- _REQUIREMENTS_: Reproduce the listing that follows with no differences at all.

-- Begin --

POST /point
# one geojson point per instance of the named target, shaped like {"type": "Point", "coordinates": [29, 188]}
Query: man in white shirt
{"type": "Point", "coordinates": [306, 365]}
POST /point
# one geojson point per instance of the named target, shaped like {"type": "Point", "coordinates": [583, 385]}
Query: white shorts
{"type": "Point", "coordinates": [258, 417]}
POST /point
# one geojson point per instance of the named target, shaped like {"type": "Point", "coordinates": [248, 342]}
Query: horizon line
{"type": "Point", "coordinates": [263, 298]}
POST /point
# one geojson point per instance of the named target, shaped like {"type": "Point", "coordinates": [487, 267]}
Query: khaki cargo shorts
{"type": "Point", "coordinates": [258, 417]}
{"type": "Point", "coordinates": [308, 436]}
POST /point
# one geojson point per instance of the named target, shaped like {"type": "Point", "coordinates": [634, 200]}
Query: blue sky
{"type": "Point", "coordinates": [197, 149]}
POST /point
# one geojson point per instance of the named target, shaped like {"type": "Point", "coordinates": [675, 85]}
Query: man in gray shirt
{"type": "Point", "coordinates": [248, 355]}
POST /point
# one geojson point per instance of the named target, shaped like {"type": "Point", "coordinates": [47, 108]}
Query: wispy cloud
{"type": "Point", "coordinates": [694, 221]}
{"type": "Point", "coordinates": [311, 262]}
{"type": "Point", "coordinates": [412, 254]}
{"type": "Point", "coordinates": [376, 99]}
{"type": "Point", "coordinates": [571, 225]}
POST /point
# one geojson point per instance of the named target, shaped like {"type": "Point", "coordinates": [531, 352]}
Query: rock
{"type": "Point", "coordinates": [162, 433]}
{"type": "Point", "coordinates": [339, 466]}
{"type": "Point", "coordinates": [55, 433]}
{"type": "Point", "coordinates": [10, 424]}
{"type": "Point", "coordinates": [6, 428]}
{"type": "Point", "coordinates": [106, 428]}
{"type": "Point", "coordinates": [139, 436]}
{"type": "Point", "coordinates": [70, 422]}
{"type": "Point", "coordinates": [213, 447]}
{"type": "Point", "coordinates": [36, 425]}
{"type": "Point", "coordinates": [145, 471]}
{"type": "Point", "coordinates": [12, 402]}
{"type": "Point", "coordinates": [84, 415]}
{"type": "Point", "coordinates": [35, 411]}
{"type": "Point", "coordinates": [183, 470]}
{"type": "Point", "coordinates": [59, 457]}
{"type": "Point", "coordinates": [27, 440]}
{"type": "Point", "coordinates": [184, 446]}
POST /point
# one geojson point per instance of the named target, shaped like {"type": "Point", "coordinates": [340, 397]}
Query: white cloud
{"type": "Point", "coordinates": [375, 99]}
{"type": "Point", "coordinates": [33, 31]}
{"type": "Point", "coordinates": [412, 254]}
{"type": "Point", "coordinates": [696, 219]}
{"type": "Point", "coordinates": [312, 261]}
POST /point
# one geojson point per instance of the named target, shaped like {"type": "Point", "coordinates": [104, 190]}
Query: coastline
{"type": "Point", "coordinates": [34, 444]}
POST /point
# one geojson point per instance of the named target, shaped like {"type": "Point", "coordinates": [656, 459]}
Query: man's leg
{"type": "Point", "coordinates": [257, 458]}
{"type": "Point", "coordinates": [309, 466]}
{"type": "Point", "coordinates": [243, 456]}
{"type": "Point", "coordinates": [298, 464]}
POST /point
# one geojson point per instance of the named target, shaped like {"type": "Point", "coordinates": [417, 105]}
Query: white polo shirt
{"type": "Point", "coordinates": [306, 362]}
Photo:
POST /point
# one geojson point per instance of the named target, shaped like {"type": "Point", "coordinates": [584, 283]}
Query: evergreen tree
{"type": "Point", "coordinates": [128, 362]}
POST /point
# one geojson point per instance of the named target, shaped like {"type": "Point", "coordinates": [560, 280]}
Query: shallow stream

-- End --

- _SOLUTION TO THE PROBLEM_:
POST /point
# one geojson point per instance of the named target, shaped like {"type": "Point", "coordinates": [29, 188]}
Query: man in white shirt
{"type": "Point", "coordinates": [306, 365]}
POST /point
# one geojson point per instance of the named target, shaped like {"type": "Point", "coordinates": [583, 385]}
Query: white shorts
{"type": "Point", "coordinates": [258, 417]}
POST /point
# one geojson point per instance of the named target, shaped like {"type": "Point", "coordinates": [248, 342]}
Query: horizon line
{"type": "Point", "coordinates": [263, 298]}
POST /point
# one geojson point per instance of the named target, shaped like {"type": "Point", "coordinates": [487, 267]}
Query: khaki cargo shorts
{"type": "Point", "coordinates": [258, 417]}
{"type": "Point", "coordinates": [308, 436]}
POST /point
# one geojson point per instance of the named target, shaped like {"type": "Point", "coordinates": [634, 200]}
Query: blue sky
{"type": "Point", "coordinates": [197, 149]}
POST /point
# one geojson point per instance of the named target, shaped like {"type": "Point", "coordinates": [675, 85]}
Query: man in gray shirt
{"type": "Point", "coordinates": [248, 355]}
POST /point
# one geojson point per instance of the named target, shaped like {"type": "Point", "coordinates": [47, 108]}
Query: wispy cloud
{"type": "Point", "coordinates": [694, 221]}
{"type": "Point", "coordinates": [311, 262]}
{"type": "Point", "coordinates": [412, 254]}
{"type": "Point", "coordinates": [376, 99]}
{"type": "Point", "coordinates": [571, 225]}
POST /point
# one geojson point per instance of the named target, shaped like {"type": "Point", "coordinates": [531, 352]}
Query: rock
{"type": "Point", "coordinates": [162, 433]}
{"type": "Point", "coordinates": [339, 466]}
{"type": "Point", "coordinates": [55, 433]}
{"type": "Point", "coordinates": [10, 424]}
{"type": "Point", "coordinates": [6, 428]}
{"type": "Point", "coordinates": [106, 428]}
{"type": "Point", "coordinates": [139, 436]}
{"type": "Point", "coordinates": [70, 422]}
{"type": "Point", "coordinates": [213, 447]}
{"type": "Point", "coordinates": [36, 425]}
{"type": "Point", "coordinates": [145, 471]}
{"type": "Point", "coordinates": [12, 402]}
{"type": "Point", "coordinates": [84, 415]}
{"type": "Point", "coordinates": [35, 411]}
{"type": "Point", "coordinates": [183, 470]}
{"type": "Point", "coordinates": [59, 457]}
{"type": "Point", "coordinates": [27, 440]}
{"type": "Point", "coordinates": [184, 446]}
POST /point
# one geojson point per instance of the named target, shaped like {"type": "Point", "coordinates": [340, 397]}
Query: white cloud
{"type": "Point", "coordinates": [375, 99]}
{"type": "Point", "coordinates": [33, 31]}
{"type": "Point", "coordinates": [412, 254]}
{"type": "Point", "coordinates": [696, 219]}
{"type": "Point", "coordinates": [312, 261]}
POST /point
# one geojson point per instance of the named target, shaped like {"type": "Point", "coordinates": [104, 190]}
Query: coastline
{"type": "Point", "coordinates": [34, 444]}
POST /point
# one geojson point per instance of the named target, shaped like {"type": "Point", "coordinates": [656, 459]}
Query: man's leg
{"type": "Point", "coordinates": [257, 458]}
{"type": "Point", "coordinates": [309, 466]}
{"type": "Point", "coordinates": [243, 456]}
{"type": "Point", "coordinates": [298, 464]}
POST /point
# one geojson point per instance of the named target, shaped like {"type": "Point", "coordinates": [417, 105]}
Query: white polo shirt
{"type": "Point", "coordinates": [306, 362]}
Photo:
POST /point
# one geojson point per instance of the named target, shaped like {"type": "Point", "coordinates": [584, 283]}
Query: evergreen tree
{"type": "Point", "coordinates": [128, 362]}
POST /point
# one geojson point per instance of the named target, shaped like {"type": "Point", "coordinates": [560, 280]}
Query: shallow stream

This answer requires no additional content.